Material provided section start

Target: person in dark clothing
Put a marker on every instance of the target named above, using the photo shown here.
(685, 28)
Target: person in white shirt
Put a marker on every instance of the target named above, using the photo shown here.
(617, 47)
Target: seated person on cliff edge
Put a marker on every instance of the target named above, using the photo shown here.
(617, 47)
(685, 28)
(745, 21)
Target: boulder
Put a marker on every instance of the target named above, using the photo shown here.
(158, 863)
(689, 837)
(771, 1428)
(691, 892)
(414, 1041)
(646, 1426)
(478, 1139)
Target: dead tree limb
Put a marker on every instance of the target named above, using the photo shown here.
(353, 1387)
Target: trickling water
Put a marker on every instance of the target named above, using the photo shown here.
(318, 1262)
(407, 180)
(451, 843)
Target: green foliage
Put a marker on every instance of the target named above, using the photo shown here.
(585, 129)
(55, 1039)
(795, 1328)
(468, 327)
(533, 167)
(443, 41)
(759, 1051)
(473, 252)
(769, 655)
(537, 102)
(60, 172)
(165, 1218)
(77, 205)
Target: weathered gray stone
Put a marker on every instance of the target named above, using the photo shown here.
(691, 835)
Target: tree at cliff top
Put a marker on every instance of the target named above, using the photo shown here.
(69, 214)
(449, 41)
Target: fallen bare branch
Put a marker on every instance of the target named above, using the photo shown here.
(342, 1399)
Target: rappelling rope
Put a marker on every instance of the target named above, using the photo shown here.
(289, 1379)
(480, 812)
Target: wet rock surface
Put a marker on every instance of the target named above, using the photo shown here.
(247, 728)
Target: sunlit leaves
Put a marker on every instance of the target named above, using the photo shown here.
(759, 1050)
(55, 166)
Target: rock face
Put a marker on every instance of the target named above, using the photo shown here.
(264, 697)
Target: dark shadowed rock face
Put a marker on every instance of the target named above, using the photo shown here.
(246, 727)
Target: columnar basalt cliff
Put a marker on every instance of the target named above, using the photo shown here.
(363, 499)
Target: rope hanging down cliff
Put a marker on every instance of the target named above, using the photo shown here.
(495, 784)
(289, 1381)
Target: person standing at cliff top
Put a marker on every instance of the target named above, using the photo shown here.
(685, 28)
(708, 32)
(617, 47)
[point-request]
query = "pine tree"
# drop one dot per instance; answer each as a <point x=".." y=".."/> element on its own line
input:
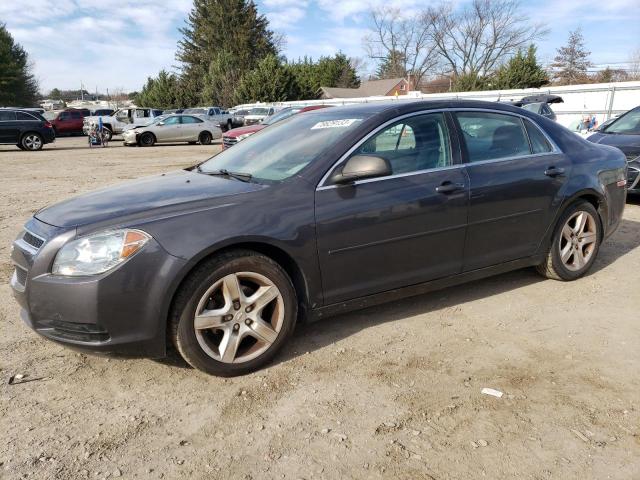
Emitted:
<point x="215" y="26"/>
<point x="160" y="92"/>
<point x="521" y="71"/>
<point x="271" y="81"/>
<point x="572" y="60"/>
<point x="221" y="80"/>
<point x="18" y="86"/>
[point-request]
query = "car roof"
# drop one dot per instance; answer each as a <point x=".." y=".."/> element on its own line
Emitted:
<point x="401" y="107"/>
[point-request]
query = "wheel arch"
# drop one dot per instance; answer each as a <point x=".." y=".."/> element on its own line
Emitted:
<point x="266" y="248"/>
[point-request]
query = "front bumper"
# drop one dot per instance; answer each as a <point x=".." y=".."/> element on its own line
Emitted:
<point x="122" y="311"/>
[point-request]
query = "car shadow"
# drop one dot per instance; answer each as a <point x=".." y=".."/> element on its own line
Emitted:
<point x="309" y="337"/>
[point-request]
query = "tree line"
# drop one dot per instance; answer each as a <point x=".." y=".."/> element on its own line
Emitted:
<point x="228" y="55"/>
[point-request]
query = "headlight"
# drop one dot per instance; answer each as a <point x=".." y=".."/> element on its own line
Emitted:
<point x="243" y="136"/>
<point x="99" y="252"/>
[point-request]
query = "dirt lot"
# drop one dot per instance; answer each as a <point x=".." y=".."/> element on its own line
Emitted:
<point x="389" y="392"/>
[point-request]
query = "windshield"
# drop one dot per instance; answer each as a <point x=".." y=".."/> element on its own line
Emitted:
<point x="259" y="111"/>
<point x="281" y="151"/>
<point x="281" y="115"/>
<point x="628" y="123"/>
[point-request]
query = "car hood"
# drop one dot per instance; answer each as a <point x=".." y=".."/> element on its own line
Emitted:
<point x="236" y="132"/>
<point x="148" y="197"/>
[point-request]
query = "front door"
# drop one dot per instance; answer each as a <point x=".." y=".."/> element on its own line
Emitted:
<point x="407" y="228"/>
<point x="515" y="176"/>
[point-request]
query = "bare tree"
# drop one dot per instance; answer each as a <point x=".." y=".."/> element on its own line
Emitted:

Material provided section end

**What the exercise asks**
Going line by line through the listing above, count those that contain "bare" and give only the result.

**Task result**
2